(Saved entries)
^^^^^^^^

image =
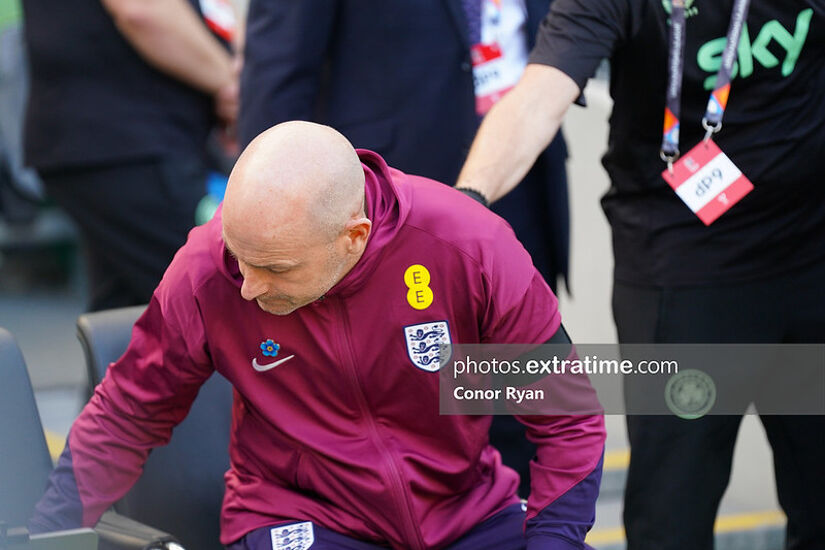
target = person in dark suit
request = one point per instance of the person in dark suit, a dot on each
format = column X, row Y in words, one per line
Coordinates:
column 398, row 78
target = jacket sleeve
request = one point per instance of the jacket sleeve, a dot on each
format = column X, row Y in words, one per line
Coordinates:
column 565, row 478
column 286, row 47
column 566, row 472
column 142, row 397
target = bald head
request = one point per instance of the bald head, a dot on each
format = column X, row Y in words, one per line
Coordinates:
column 293, row 215
column 299, row 177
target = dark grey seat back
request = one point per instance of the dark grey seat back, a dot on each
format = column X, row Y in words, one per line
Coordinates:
column 25, row 463
column 182, row 486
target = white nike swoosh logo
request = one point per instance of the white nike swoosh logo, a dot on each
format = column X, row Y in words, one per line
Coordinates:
column 263, row 368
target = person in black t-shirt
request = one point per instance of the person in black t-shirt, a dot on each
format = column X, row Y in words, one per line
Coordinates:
column 124, row 94
column 752, row 276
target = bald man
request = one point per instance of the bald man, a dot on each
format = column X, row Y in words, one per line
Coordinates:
column 308, row 292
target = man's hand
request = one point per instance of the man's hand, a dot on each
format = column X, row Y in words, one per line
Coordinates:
column 516, row 130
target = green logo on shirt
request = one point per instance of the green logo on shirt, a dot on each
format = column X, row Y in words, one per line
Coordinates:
column 690, row 10
column 709, row 56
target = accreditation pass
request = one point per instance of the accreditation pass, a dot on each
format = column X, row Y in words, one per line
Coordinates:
column 707, row 181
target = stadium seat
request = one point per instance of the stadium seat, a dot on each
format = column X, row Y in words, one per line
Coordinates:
column 182, row 486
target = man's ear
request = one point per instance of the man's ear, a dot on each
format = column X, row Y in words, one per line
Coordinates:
column 357, row 232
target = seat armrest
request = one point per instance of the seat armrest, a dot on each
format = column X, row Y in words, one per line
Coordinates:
column 118, row 532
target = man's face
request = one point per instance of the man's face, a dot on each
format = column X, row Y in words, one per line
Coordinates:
column 287, row 273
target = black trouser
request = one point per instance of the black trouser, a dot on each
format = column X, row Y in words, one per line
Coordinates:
column 132, row 219
column 679, row 469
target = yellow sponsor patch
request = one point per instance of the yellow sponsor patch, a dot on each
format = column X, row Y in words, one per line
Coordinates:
column 417, row 279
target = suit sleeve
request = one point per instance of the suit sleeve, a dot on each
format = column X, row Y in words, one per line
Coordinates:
column 566, row 472
column 143, row 396
column 286, row 48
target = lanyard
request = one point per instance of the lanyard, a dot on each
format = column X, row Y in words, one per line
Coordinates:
column 712, row 121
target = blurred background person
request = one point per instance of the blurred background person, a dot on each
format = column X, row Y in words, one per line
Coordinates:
column 411, row 81
column 124, row 94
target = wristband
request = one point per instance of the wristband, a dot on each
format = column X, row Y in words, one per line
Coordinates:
column 475, row 195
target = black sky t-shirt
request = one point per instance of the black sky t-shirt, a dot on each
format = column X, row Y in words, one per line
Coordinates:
column 773, row 130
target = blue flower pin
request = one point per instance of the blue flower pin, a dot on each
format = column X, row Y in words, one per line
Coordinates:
column 270, row 348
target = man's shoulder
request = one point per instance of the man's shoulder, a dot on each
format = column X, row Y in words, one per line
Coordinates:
column 197, row 261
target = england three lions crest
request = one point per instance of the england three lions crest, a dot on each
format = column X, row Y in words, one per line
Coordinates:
column 425, row 343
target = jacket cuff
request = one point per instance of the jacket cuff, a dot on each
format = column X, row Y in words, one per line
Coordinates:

^^^^^^^^

** TASK DETAILS **
Write out all the entries word for word, but drop the pictures.

** RESULT OF THE EXERCISE **
image =
target = person in dark suit
request = one point per instance of the person in dark suit, a dot on each
format = column X, row Y in words, one per line
Coordinates:
column 398, row 78
target = jacket sleeve
request = one point per instance of the jacket sleeve, a dot on each
format = column X, row Y in words, one per line
Coordinates:
column 565, row 478
column 286, row 47
column 566, row 472
column 142, row 397
target = bald head
request = one point per instance of the bald head, a dot on each
format = column X, row Y in words, one per line
Coordinates:
column 293, row 215
column 299, row 177
target = dark grey seat back
request = one point per instance of the dark grey seat back, a dot on each
format = column X, row Y in words, one per line
Coordinates:
column 25, row 463
column 182, row 486
target = white nike swoosh logo
request = one point per instance of the white nike swoosh logo, a dot on each
format = column X, row Y in words, one per line
Coordinates:
column 263, row 368
target = person in black t-shirt
request = one point per instance of the person in black t-shirt, a dot on each
format = column X, row Y in words, one per line
Coordinates:
column 124, row 94
column 752, row 276
target = bald man
request = one point per instance of the bald man, a dot on each
format = column X, row Y in words, one per line
Coordinates:
column 308, row 292
target = man's hand
request = one point per instance of the man's hand, a dot on each
format = column X, row Y in words, one per line
Coordinates:
column 516, row 130
target = green logo on shirt
request = one point per instance of the green logo on shirt, a dot on each
format = column X, row Y in words, one per line
Coordinates:
column 690, row 10
column 709, row 56
target = accreditation pass
request = one point per instance of the accreditation pass, a dot on each
format = column X, row Y in words, one per line
Coordinates:
column 707, row 181
target = stadium seat
request = one point per instance of the stadium seat, a dot on each
format = column X, row Y in words, one per line
Coordinates:
column 182, row 486
target = man's ear
request = one point per instance of the man's ear, a dot on each
format = column X, row Y in words, one per line
Coordinates:
column 357, row 232
target = seat armrest
request = one point per instance of the seat armrest, a dot on each
format = column X, row Y in words, one per line
Coordinates:
column 118, row 532
target = man's face
request = one point per instance of the man's face, a dot on each
format = column X, row Y in words, one per line
Coordinates:
column 287, row 273
target = black trouser
request = one point per instance of the black trouser, a dot on each
format = column X, row Y in words, one per line
Coordinates:
column 132, row 219
column 679, row 469
target = yellow sponsor patch
request = one point per instance of the yellow sponsor patch, a dot on each
format = column X, row Y in words, one per line
Coordinates:
column 417, row 279
target = suit sleeve
request = one point per instance of the suit sleeve, a dot on each
format = column X, row Y in words, one per line
Coordinates:
column 566, row 472
column 143, row 396
column 286, row 48
target = lanyard
request = one point per instance of the lanyard, a dot on each
format = column X, row Y in words, one per line
Coordinates:
column 712, row 121
target = blurred background person
request = one point per instance of the blurred background person, a dot on each
format = column X, row Y in words, one per line
Coordinates:
column 411, row 81
column 124, row 94
target = wristband
request = one point per instance of the wristband, a dot on each
format = column X, row Y in words, one per line
Coordinates:
column 475, row 195
target = black sky t-shirt
request = one point per instance of the black sky t-shirt, a dot on each
format = column X, row Y in words, one per line
Coordinates:
column 773, row 130
target = blue flower pin
request = one point per instance of the blue flower pin, a dot on each
format = column X, row Y in words, one per line
Coordinates:
column 270, row 348
target = man's shoulder
request = one point per instance of the man's shoulder, a dot on each
format = column X, row Y in words, one per line
Coordinates:
column 197, row 261
target = england three lions crest
request = one point per instance of the england three lions crest, a dot on each
format = column X, row Y in words, one per line
Coordinates:
column 425, row 343
target = jacket cuff
request = one point per instance of the jacket cuff, a dot on each
format = column X, row Y in words, one per line
Coordinates:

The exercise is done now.